======== RECORDS FOR THIS EXERCISE

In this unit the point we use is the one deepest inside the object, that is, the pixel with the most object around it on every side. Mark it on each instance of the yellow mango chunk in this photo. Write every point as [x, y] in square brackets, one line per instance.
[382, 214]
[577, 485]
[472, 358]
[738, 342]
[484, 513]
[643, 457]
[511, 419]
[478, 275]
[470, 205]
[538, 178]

================

INSTRUCTIONS FOR THE TASK:
Revise the material above by substituting "mango cube" for "mango chunk", keeping every other word as it stands.

REPLY TO THE EXERCISE:
In this unit the point we use is the one deepest inside the object, that is, the pixel with the most object around it on every side. Mark it on each instance of the yellow mango cube in this photo. Write every point as [x, y] in square brackets, one line per instance.
[382, 214]
[577, 485]
[472, 358]
[738, 342]
[484, 513]
[643, 457]
[511, 419]
[478, 275]
[470, 205]
[538, 178]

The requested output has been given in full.